Do this
Substitute "exercise" for every "drill" in the rows below, and reproduce them with nothing else changed.

Records shown
**********

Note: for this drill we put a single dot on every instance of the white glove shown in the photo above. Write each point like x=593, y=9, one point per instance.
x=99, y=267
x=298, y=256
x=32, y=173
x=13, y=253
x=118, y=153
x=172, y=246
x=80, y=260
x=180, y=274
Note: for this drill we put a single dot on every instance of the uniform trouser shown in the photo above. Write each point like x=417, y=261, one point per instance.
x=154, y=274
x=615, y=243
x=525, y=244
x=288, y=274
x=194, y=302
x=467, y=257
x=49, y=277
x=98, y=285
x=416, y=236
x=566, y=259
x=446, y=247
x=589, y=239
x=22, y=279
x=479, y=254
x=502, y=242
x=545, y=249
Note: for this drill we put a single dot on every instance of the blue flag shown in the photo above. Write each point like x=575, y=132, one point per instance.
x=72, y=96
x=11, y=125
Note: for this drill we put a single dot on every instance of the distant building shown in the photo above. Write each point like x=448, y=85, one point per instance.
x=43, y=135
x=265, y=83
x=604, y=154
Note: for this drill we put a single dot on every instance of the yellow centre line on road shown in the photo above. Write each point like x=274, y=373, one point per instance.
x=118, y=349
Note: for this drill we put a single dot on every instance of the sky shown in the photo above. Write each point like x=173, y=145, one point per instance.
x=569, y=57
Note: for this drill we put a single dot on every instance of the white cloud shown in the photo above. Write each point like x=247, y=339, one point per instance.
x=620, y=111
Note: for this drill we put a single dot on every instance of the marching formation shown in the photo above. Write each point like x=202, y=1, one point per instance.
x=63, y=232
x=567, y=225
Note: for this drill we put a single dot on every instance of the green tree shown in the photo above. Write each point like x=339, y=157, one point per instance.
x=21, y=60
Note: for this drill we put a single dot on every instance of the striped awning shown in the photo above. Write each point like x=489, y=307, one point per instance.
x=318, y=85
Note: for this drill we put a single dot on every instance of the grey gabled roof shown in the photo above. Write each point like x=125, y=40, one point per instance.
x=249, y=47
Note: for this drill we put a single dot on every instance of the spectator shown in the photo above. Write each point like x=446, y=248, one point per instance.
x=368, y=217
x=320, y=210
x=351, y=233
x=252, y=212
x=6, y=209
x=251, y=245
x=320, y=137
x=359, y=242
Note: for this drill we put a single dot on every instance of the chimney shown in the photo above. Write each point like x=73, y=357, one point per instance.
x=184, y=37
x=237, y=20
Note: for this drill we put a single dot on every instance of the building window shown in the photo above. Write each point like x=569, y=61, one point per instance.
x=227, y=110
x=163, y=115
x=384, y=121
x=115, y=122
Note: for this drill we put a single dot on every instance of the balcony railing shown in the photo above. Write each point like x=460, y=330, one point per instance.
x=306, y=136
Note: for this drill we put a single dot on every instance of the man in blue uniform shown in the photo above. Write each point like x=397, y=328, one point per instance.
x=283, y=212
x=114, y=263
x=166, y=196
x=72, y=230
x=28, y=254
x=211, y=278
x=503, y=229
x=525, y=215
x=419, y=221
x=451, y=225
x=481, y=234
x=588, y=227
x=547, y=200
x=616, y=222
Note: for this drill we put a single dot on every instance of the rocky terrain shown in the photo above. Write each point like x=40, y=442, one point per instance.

**********

Output
Note: for this exercise we put a single dot on every instance of the white glove shown in the photo above. Write each point like x=593, y=9, one point per instance.
x=99, y=267
x=298, y=256
x=32, y=173
x=13, y=253
x=118, y=153
x=172, y=246
x=80, y=260
x=180, y=274
Note: for this exercise we put a single dot on every instance of the uniform trouser shown in the photo above. Write each point like x=417, y=261, one point per instance.
x=154, y=274
x=615, y=243
x=525, y=244
x=288, y=274
x=194, y=302
x=467, y=257
x=49, y=277
x=98, y=285
x=416, y=236
x=566, y=259
x=446, y=247
x=589, y=239
x=22, y=279
x=479, y=254
x=502, y=242
x=545, y=249
Note: for this exercise we put a single dot on every instance of the blue flag shown in the photo above. Write each point like x=575, y=132, one point per instance.
x=72, y=96
x=11, y=125
Note: for this exercise we put a single dot on every instance of the distant building shown in the photo above. Write each point like x=448, y=85, one point per instance.
x=43, y=135
x=265, y=83
x=604, y=154
Note: for this exercise we put a single dot on every instance of the yellow centre line on road shown in the photo above. Write each point like x=274, y=373, one point per instance.
x=118, y=349
Note: for this exercise we put a single dot on every instance of the sky shown in the photo above. Write each point like x=173, y=145, one point per instance.
x=569, y=57
Note: for this exercise we put a single dot on every instance of the white cloud shown in the photo above. Write each point like x=247, y=339, one point per instance.
x=620, y=111
Note: for this exercise we put a single dot on every instance of the marching formation shown in the photo above. Write each point like x=202, y=1, one point per instance.
x=63, y=232
x=567, y=225
Note: for this exercise we put a single dot on every instance of the green tree shown in the photo above. Write each point like x=339, y=157, one point per instance.
x=21, y=60
Note: for this exercise we put a single dot on every instance of the striped awning shown in the photo above. Write each point like x=489, y=307, one point per instance.
x=318, y=85
Note: for this exercise we put a single dot on every instance of the grey gabled roof shown in the photo above. Write each point like x=125, y=40, one point per instance.
x=249, y=47
Note: for this exercise we put a single dot on every instance of the spectator shown in the photo above. Write each point like x=446, y=248, one point per instance.
x=368, y=217
x=320, y=210
x=351, y=233
x=252, y=212
x=6, y=209
x=251, y=245
x=320, y=137
x=359, y=242
Note: for this exercise we put a single dot on every instance of the chimney shown in the photo above. Write each point like x=73, y=357, one point per instance.
x=184, y=37
x=237, y=20
Note: for this exercise we put a single dot on every instance of the building window shown in the photo above. Write each point like x=569, y=61, one point per instance.
x=227, y=110
x=163, y=115
x=384, y=121
x=115, y=122
Note: for this exercise we put a single dot on every instance of the balcony railing shown in the photo above. Write each point like x=460, y=330, one point per instance.
x=306, y=136
Note: for this exercise we put a single dot on every instance of the man in blue uniform shown in the photo above. Write each point like x=397, y=328, one point per instance.
x=283, y=212
x=114, y=263
x=166, y=196
x=72, y=230
x=28, y=254
x=211, y=278
x=503, y=229
x=525, y=215
x=419, y=221
x=451, y=225
x=481, y=234
x=588, y=227
x=547, y=200
x=616, y=222
Note: for this exercise we put a single dot on every instance of the rocky terrain shown in the photo above. Write each point like x=40, y=442, one point per instance.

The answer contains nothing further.